Ketika iman bersemi dalam hati sesuai tuntunan syariat, niscaya hati ini rindu terbang ke jannah dan takut siksa neraka

Selasa, 31 Juli 2012

Hampir Saja Langit Pecah


Ada dua peristiwa yang menyebabkan langit hampir pecah.
Pertama, dalam surat Maryam ayat 90-91 disebutkan:
"Hampir-hampir langit pecah karena ucapan itu, dan bumi belah, dan
gunung-gunung runtuh, karena mereka mendakwa Allah Yang Maha Pemurah
mempunyai anak"

Kedua, al-Qur'an menginformasikan kepada kita peristiwa lain yang juga
hampir saja membuat langit pecah, yaitu dalam surat Asy-Syura ayat 5:
"Hampir saja langit itu pecah dari sebelah atasnya (karena kebesaran Tuhan)
dan malaikat-malaikat bertasbih serta memuji Tuhannya dan memohonkan  ampun
bagi orang-orang yang ada di bumi. Ingatlah, bahwa sesungguhnya Allah
Dia-lah Yang Maha Pengampun lagi Maha Penyayang."
Dua peristiwa dengan dua sebab yang berbeda hampir saja menghasilkan
kejadian yang luar biasa, yaitu pecahnya langit. Pada persitiwa yang
pertama, langit hampir pecah karena kemurkaan Allah SWT. terhadap mereka
yang mengatakan bahwa Allah mempunyai anak. Ucapan atau tuduhan itu begitu
dahsyat kemungkarannya. Betapa tidak, Allah yang berbeda dengan makhluk
manapun itu --"mukhalafatu lil hawadits-- diserupakan dengan manusia (yang
mempunyai anak) yang justru diciptakan-Nya untuk beribadah kepada-Nya.
□ □ □ □
■ SOAL LATIHAN:
Tuliskan kembali bagian teks tentang langit yang hampir pecah, dari "Ketika iman bersemi" sampai "langit hampir pecah.", tanpa mengubah satu kata pun.

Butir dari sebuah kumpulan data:
□ □ □ □
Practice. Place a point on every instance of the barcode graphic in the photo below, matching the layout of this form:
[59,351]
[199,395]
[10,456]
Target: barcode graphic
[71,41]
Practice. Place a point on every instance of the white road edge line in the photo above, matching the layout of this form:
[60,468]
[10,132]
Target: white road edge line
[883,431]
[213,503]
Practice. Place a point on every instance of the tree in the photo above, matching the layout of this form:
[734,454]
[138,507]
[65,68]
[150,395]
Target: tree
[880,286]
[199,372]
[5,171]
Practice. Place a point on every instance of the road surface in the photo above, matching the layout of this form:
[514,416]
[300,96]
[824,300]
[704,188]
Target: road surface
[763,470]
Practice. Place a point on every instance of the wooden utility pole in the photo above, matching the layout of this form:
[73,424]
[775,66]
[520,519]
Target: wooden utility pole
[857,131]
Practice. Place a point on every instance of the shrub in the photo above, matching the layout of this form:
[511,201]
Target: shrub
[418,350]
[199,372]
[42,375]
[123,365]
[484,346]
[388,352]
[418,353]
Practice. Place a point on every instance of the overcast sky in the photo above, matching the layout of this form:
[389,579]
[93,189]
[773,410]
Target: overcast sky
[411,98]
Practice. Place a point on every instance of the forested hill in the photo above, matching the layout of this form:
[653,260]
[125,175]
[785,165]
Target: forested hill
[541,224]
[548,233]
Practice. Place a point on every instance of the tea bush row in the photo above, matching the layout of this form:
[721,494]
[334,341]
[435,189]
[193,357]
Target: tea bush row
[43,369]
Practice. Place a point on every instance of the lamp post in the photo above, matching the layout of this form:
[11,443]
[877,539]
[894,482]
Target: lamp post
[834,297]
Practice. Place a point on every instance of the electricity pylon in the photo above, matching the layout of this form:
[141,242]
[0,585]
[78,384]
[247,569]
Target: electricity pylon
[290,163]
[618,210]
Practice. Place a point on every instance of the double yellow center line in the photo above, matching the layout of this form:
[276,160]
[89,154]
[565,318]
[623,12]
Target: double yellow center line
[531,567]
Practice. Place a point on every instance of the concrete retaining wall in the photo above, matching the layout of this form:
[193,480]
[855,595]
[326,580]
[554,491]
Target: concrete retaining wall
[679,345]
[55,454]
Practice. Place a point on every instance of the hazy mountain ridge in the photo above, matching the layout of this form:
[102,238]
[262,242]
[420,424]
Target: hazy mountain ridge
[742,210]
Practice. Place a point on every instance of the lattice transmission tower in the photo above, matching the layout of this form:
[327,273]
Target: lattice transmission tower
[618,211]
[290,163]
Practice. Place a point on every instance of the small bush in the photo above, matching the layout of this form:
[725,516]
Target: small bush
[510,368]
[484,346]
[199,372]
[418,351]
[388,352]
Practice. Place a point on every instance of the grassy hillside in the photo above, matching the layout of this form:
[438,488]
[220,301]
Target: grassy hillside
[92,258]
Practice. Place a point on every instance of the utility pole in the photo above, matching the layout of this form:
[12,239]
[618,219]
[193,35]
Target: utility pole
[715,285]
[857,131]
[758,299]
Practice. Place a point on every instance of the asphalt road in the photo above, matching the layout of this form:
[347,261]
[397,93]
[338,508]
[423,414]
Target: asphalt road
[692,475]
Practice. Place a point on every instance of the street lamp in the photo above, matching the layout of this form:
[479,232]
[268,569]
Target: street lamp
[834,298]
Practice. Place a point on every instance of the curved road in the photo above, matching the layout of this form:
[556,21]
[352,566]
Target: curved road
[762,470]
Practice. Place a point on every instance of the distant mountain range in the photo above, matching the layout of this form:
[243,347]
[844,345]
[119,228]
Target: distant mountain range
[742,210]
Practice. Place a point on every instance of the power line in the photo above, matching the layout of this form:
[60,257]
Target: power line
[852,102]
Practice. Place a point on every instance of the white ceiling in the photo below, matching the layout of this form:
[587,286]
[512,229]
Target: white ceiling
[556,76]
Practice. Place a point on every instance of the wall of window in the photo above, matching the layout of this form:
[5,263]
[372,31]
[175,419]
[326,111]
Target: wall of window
□ □ □ □
■ JAWABAN:
Ketika iman bersemi dalam hati sesuai tuntunan syariat, niscaya hati ini rindu terbang ke jannah dan takut siksa neraka

Selasa, 31 Juli 2012

Hampir Saja Langit Pecah


Ada dua peristiwa yang menyebabkan langit hampir pecah.